== Problem A ==
Decide whether each statement agrees with the essay on the night Erap left Malacańang, answering yes or no and quoting the deciding words from it: (i) Sandra ordered her own meal so she would not eat meat. (ii) The narrator drank San Mig Light that night. (iii) The narrator and Lorie took the mandatory Rizal course together.

== Page text ==

Love in the Time of Erap
I owe to Erap my entire love life.
I was a twenty-one year old instructor at the UP teaching communication and humanities courses and I never had a girlfriend. My entire academic life from elementary school to university was a jagged narrative of one rejection to another. In retrospect, I really don’t know why. Perhaps I was ugly. Perhaps I was a loser. Perhaps I was cursed. But the magic of the night of all EDSA II nights broke the curse, and now I drink my happiness to Erap the Corrupt, Erap the Fool, Erap the representation of all that was sick in Philippine society.
The night Erap was finally gone from Malacańang, my friends and I decided to celebrate. We met at Trellis and ordered our dinner—sisig and other pork meals to symbolize the disempowerment of Erap the Pig. With me were two very good friends—Sandra Roldan and Baryon Posadas, both also young faculty members of the English Department as I was. Vegetarian Sandra ordered her own meal to avoid eating the meat. She was a fellow believer in national democracy and member of the Congress of Teachers/Educators for Nationalism and Democracy (CONTEND). She was more than happy to see the fall of Erap, oppressor of the poor in benefactor’s clothing. Agnostic Baryon’s politics was vague to me, but he cared enough about the country to want the blatantly corrupt number one man to go.
“What’s taking Lorie so long?” asked Sandra.
“She’ll be here soon,” Baryon nonchalantly answered. Tonight we were happy, and so we kept the conversation going with me sipping my Pale Pilsen, Baryon his San Mig Light, and Sandra her wine.
And then she came, Maria Lorena Santos in her brown spaghetti-strapped shirt and long, brown skirt. Under the moonlight, her flowing, waist-long hair seemed to me as alive and vibrant as the night. Maybe the magic of the night was beginning to take its effect on me. Maybe I was starting to get drunk.
“Hi, Lorie,” greeted Sandra.
“Your hair,” I started dreamily, “there’s something about it, I don’t know. It’s beautiful.”
“Okay,” Lorie replied, flattered and confused at the same time.
“Are you hitting on Lorie?” Baryon asked.
I went back to my beer and smiled.
Lorie was also a colleague at the English Department. In fact, we went way back. Back in college, we were classmates in medieval lit, in early Philippine lit, and in the mandatory Rizal course. There might have been some attraction then, but aside from the occasional bantering over funny sexual themes in Chaucer, nothing ever came out of it. I was madly in love with a certain French-speaking, Catholic girl who would, like everybody else, break my heart, while Lorie was involved with someone else. At any rate, it would never have worked out then. She’d be blasted by my evangelical org mates for her anti-religion stance and I’d be blasted by her pseudo-cool, literary enthusiast friends for being so square. We graduated at the same time. In fact, she was a couple of seats away from me in our college graduation. I figured we’d never see each other again and that was that.
It was therefore a surprise when I discovered that she’d be teaching at the department, too. We hung around in the same barkada of young faculty members. Those were the days—with me, her, Baryon Posadas, Sandra Roldan, Massie Santos, Dante Gagelonia, and Yvette Tan. Within two years, only Lorie and Sandra would still be teaching—the rest would either be retrenched or would resign as a result of department politics. But two years would be a long time, and for the moment we were having fun. Ours were days of teaching, designing and preparing lessons, and checking tons of paper and nights of drinking at Big Sky, discussing religion, politics, and critical theory.

== Problem B ==
Please pull out the entries from the line holding "Q: Point to the bird standing" through the end of the entries, both ends included, and reproduce them unchanged.

== Data in this exercise ==
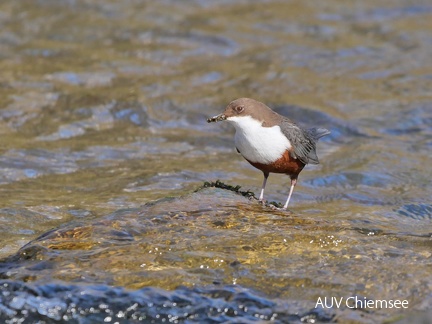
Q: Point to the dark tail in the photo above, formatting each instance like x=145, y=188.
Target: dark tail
x=317, y=133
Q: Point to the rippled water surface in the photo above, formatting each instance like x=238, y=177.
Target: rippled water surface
x=103, y=108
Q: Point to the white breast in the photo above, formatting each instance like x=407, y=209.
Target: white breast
x=257, y=143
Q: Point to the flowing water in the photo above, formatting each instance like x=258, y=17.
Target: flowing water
x=103, y=108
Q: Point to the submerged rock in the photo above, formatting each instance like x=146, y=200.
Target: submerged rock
x=260, y=263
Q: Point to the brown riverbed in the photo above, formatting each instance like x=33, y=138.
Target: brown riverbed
x=103, y=109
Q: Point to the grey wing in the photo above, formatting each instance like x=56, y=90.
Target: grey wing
x=302, y=141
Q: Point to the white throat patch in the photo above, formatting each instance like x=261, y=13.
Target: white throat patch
x=257, y=143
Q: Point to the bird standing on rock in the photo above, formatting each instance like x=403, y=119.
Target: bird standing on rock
x=271, y=142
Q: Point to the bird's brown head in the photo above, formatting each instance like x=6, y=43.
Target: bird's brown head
x=240, y=107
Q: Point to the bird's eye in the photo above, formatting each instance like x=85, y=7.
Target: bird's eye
x=238, y=109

== Correct answer A ==
(i) Yes: "Vegetarian Sandra ordered her own meal to avoid eating the meat."
(ii) No: "me sipping my Pale Pilsen, Baryon his San Mig Light, and Sandra her wine."
(iii) Yes: "we were classmates in medieval lit, in early Philippine lit, and in the mandatory Rizal course."

== Correct answer B ==
Q: Point to the bird standing on rock in the photo above, formatting each instance like x=403, y=119.
Target: bird standing on rock
x=271, y=142
Q: Point to the bird's brown head in the photo above, formatting each instance like x=6, y=43.
Target: bird's brown head
x=240, y=107
Q: Point to the bird's eye in the photo above, formatting each instance like x=85, y=7.
Target: bird's eye
x=238, y=109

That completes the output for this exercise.